▸ Given task
Set down, word for word, the part of the API status-checking diagram below that runs from "Note right of StatusCommand: API" up to and including "APIService->>APIService: addAuthenticationHeaders()".

▸ Selection
########################################
Step 2: API Status Checking

sequenceDiagram
    participant StatusCommand as dataset:get-status
    participant AnalyzerAPI as TV Python API
    participant APIService as AnalyzerApiService
    participant Logger
    participant Slack
    
    Note over StatusCommand,Slack: Dataset Status Verification Process
    
    rect rgb(200, 255, 200)
    Note right of StatusCommand: Happy Case - Status Monitoring
    
    loop For each Pending Dataset
        StatusCommand->>Logger: Log dataset processing start
        
        rect rgb(200, 230, 255)
        Note right of StatusCommand: API Status Request
        StatusCommand->>APIService: prepareStatusRequest(datasetId)
        APIService->>APIService: validateDatasetId()
        APIService->>APIService: addAuthenticationHeaders()
        APIService-->>StatusCommand: Return formatted request
        
        StatusCommand->>AnalyzerAPI: getDatasetDetail(datasetId)
########################################
▸ Records provided
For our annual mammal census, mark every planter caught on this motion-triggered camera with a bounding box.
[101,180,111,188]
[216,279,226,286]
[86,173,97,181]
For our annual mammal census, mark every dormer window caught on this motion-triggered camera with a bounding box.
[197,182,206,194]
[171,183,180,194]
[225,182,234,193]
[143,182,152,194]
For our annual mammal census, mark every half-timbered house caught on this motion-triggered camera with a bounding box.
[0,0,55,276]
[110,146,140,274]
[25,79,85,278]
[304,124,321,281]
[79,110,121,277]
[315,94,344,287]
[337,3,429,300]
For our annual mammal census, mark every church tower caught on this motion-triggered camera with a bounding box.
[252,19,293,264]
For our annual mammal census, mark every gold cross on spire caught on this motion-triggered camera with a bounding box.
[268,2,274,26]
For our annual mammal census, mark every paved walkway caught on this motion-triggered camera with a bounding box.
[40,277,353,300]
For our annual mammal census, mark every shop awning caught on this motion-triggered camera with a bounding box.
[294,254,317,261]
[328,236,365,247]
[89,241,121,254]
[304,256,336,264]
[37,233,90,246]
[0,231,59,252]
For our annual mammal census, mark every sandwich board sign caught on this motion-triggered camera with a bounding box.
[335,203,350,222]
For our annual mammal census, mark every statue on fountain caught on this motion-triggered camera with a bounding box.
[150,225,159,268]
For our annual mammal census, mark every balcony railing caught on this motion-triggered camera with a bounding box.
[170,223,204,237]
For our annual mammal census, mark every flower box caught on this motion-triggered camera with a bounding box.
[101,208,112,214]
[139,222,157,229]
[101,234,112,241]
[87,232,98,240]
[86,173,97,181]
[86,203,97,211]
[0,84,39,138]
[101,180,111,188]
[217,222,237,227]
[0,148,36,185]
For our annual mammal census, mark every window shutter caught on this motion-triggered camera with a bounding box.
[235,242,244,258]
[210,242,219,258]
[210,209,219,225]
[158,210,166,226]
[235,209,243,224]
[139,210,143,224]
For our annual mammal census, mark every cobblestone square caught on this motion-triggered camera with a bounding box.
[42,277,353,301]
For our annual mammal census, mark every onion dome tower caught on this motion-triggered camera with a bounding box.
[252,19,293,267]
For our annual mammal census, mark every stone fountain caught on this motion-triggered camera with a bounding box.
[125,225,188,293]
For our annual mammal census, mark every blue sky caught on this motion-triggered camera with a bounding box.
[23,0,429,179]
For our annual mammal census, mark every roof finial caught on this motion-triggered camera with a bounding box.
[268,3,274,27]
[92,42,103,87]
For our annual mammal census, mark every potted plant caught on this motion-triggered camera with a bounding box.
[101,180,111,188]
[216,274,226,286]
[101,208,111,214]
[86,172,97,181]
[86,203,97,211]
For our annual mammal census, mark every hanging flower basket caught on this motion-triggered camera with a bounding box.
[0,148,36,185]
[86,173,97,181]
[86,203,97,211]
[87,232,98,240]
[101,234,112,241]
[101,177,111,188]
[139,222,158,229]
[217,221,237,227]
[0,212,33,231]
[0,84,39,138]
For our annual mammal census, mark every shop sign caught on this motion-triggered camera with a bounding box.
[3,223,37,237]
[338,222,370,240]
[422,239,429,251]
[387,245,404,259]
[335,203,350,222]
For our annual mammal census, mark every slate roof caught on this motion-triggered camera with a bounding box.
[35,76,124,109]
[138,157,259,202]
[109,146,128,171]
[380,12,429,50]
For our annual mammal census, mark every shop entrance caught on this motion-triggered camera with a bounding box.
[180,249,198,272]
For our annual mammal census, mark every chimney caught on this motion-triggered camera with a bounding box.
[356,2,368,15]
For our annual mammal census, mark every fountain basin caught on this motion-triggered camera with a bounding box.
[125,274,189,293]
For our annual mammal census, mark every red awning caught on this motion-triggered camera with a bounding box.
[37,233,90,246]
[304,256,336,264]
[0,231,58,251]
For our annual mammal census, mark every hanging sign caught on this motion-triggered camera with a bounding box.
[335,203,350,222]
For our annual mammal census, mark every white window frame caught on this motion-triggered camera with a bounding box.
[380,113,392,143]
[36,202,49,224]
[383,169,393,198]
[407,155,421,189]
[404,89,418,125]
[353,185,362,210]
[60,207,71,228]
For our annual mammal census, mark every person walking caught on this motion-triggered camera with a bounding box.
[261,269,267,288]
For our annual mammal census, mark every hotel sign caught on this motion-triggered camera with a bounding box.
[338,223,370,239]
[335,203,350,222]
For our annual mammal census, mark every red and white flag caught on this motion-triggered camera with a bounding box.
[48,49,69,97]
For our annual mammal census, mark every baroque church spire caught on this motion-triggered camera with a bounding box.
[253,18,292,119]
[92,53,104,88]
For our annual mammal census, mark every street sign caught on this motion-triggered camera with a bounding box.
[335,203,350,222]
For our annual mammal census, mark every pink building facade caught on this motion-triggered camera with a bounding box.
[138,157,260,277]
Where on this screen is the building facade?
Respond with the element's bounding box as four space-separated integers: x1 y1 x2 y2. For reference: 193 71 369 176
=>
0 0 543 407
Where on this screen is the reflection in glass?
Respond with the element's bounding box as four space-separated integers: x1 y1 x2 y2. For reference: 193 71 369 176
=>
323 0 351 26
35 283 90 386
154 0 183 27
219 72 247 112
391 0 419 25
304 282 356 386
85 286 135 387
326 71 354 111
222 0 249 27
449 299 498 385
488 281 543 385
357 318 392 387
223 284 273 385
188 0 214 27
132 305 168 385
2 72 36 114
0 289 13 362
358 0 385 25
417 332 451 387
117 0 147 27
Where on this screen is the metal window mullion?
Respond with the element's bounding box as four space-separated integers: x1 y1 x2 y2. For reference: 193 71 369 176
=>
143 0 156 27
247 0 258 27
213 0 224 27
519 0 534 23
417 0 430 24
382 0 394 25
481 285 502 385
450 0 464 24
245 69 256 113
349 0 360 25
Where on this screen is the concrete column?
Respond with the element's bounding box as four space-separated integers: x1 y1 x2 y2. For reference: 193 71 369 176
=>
########################################
▸ The response
Note right of StatusCommand: API Status Request
        StatusCommand->>APIService: prepareStatusRequest(datasetId)
        APIService->>APIService: validateDatasetId()
        APIService->>APIService: addAuthenticationHeaders()